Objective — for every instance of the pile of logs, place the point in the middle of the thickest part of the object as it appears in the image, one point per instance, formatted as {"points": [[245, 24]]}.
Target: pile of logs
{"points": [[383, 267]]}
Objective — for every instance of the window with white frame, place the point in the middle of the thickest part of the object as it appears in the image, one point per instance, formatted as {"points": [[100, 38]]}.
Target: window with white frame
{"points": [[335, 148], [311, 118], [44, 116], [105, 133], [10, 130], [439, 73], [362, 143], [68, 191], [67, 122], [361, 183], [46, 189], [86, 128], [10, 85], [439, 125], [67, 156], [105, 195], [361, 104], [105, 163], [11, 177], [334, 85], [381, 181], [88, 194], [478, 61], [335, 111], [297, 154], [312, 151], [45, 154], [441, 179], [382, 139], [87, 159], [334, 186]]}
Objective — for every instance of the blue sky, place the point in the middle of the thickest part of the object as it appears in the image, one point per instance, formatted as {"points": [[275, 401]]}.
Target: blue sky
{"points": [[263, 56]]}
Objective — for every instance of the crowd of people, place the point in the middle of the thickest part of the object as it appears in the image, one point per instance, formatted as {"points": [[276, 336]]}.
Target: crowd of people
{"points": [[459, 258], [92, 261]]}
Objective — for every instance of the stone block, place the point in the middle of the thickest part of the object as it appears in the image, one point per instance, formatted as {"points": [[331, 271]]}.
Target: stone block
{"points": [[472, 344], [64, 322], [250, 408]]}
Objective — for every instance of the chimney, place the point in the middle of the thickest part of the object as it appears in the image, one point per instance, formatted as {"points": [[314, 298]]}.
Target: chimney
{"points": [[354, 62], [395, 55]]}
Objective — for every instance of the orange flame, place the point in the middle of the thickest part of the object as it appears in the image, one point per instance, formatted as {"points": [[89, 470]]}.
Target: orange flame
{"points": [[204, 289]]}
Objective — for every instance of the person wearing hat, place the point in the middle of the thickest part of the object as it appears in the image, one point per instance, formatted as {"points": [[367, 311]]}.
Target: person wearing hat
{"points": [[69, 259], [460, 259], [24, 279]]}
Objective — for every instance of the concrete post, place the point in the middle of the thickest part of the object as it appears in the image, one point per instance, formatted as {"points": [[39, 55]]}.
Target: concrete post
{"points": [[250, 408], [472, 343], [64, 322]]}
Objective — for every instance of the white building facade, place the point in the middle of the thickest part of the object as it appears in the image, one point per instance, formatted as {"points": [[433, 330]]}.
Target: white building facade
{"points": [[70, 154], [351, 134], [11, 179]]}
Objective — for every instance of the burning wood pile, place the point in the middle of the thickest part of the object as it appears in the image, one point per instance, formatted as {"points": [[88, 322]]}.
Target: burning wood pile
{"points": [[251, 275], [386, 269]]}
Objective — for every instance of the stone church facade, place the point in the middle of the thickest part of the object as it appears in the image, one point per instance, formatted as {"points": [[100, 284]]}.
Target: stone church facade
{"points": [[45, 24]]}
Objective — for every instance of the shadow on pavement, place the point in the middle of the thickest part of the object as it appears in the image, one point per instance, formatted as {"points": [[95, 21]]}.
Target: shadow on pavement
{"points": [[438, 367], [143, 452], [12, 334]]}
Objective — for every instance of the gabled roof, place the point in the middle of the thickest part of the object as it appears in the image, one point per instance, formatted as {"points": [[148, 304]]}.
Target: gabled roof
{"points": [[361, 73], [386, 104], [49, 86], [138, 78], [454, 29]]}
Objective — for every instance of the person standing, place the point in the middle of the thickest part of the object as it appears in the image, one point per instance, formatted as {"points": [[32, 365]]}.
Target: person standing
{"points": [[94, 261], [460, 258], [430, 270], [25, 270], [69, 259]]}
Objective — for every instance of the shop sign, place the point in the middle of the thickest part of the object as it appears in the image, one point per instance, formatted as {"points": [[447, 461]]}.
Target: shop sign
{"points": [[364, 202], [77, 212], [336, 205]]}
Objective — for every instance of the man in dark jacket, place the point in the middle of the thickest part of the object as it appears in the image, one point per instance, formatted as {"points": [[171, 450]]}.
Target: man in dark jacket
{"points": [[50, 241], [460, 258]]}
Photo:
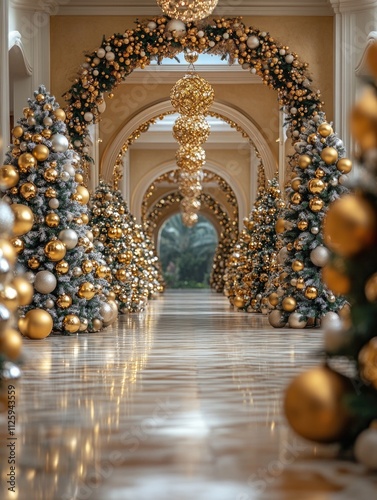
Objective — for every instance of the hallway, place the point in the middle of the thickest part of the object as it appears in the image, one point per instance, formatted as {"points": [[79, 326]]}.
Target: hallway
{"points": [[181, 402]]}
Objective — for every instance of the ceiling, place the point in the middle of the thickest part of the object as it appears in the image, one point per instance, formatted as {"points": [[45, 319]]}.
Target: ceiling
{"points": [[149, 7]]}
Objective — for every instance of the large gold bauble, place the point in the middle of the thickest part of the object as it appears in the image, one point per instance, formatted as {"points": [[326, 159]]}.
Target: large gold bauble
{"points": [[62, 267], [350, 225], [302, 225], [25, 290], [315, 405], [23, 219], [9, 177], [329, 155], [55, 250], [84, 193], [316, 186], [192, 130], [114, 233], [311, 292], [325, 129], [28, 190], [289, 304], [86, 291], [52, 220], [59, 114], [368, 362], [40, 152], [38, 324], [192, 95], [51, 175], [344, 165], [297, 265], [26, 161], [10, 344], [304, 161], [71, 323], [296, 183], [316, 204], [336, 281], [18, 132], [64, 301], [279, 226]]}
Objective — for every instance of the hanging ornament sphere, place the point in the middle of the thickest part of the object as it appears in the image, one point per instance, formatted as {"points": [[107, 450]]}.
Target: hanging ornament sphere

-- Problem --
Can you render the records from the line containing "Objective — for every instance of the window" up to and including the line containing "Target: window with white frame" as a JSON list of strings, one string per line, with blank lines omitted?

-- Answer to the exercise --
[
  "Objective — for every instance of the window with white frame, place the point in the middle of the thickest part of the object as it appears in the image, one point per instance, formatted as {\"points\": [[100, 38]]}.",
  "Target: window with white frame"
]